Complete o seguinte:
1. No trecho fornecido, reescreva em forma de lista o parágrafo que começa com "Essa adaptação cultural", preservando seus fatos principais.
2. Dê a continuação do trecho fornecido, sobre as religiões japonesas no Brasil, a partir da sua última frase.

Se no Japão elas foram elaboradas a partir da mescla de religiões e crenças nativas, quando transplantadas para o Brasil tiveram que se adaptar a mistura que já havia aqui. De acordo com o antropólogo Mark Mullins “Culturas são feitas e refeitas a partir de velhos e novos elementos”, sendo assim, quando elas se misturam uma nova cultura e tradição é feita. Os antigos conceitos e costumes são reinterpretados e adaptados a essa nova visão de mundo e então uma forma diferente de organizar a sociedade surge.

 

Essa adaptação cultural foi o que aconteceu com a transplantação da Seicho-No-Ie do Japão para o Brasil que ao enfatizar que o pecado não existe e que a doença é apenas uma projeção da mente curou um agricultor de disenteria amebiana. Se considerarmos que sobre o conceito de pecado está fundamentado toda uma teologia cristã, podemos imaginar o choque cultural provocado pela SNI no Brasil. Ou então o que dizer sobre o conceito de doença e purificação defendido pela Igreja Messiânica, que juntamente com o Johrei e uma alimentação natural tratam os males do corpo e da alma sem medicamentos pois os consideram toxinas? Ambas são propostas bem diferentes de lidar com antigos conceitos e arraigados a nossa cultura, mas que encontraram milhares de adeptos aqui no Brasil.

Dados fornecidos:
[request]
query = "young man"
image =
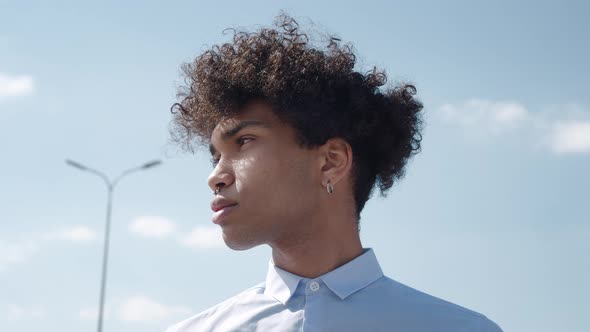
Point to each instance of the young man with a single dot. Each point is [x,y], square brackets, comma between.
[299,140]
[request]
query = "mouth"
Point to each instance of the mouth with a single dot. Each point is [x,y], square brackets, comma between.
[221,214]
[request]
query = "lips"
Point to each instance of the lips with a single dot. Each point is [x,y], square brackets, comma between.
[221,208]
[220,203]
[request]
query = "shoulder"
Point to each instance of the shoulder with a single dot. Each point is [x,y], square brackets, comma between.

Respostas esperadas:
1.
- A Seicho-No-Ie (SNI) foi transplantada do Japão para o Brasil, num processo de adaptação cultural.
- A SNI enfatiza que o pecado não existe e que a doença é apenas uma projeção da mente. Com isso, curou um agricultor de disenteria amebiana.
- Toda uma teologia cristã está fundamentada no conceito de pecado, o que permite imaginar o choque cultural provocado pela SNI no Brasil.
- A Igreja Messiânica defende um conceito de doença e purificação. Com o Johrei e uma alimentação natural, trata os males do corpo e da alma sem medicamentos, pois os considera toxinas.
- As duas são propostas bem diferentes de lidar com conceitos antigos e arraigados à cultura brasileira, mas encontraram milhares de adeptos no Brasil.

2.
Apesar do crescimento organizacional de muitas das religiões japonesas no Brasil, ainda há um processo de acomodação à cultura local, contudo, em alguns casos notamos que sua raiz doutrinária se mantém firme. Isso ocorre, pois, a preservação cultural está presente tanto no ritual das reuniões como nas orações e meditações que acontecem em japonês e português. Neste processo de tradução dos escritos sagrados (tanto em texto como oral), quando atravessam fronteiras e precisam ser aceitas pela nova cultura em quem estão sendo instaladas, a adaptação é uma consequência natural. Nos estudos de Stuart Hall sobre a identidade cultural nos permite refletir sobre o processo de tradução que ocorre na formação de identidades que atravessam fronteiras naturais.

“Essas pessoas retêm fortes vínculos com seus lugares de origem e suas tradições, mas sem a ilusão de um retorno ao passado. Elas são obrigadas a negociar com as novas culturas em que vivem, sem simplesmente serem assimiladas por elas e sem perder completamente suas identidades. Elas carregam os traços das culturas, das tradições, das linguagens e das histórias particulares pelas quais foram marcadas.”

Quando falamos de mistura, sobreposição, adaptação, organização, classificação, separação estamos nos referindo ao conceito tão amplamente utilizado por religiões de origem étnica, que é o Sincretismo. Embora ele seja mais percebido em religiões afro-brasileiras ou que tenham alguma influência desta cultura, sincretismo não é apenas equivalência como no caso dos orixás e santos católicos. Segundo Sérgio Ferretti, sincretismo foi uma estratégia empregada no processo de aculturação em que incluía conflitos, acomodação da religião e assimilação por novos adeptos. No entanto, observamos que mesmo assim, devido à pouca profundidade na discussão deste tema, o apelo a tradição é requerido como forma de se justificar “mais verdadeira” ou “mais pura”.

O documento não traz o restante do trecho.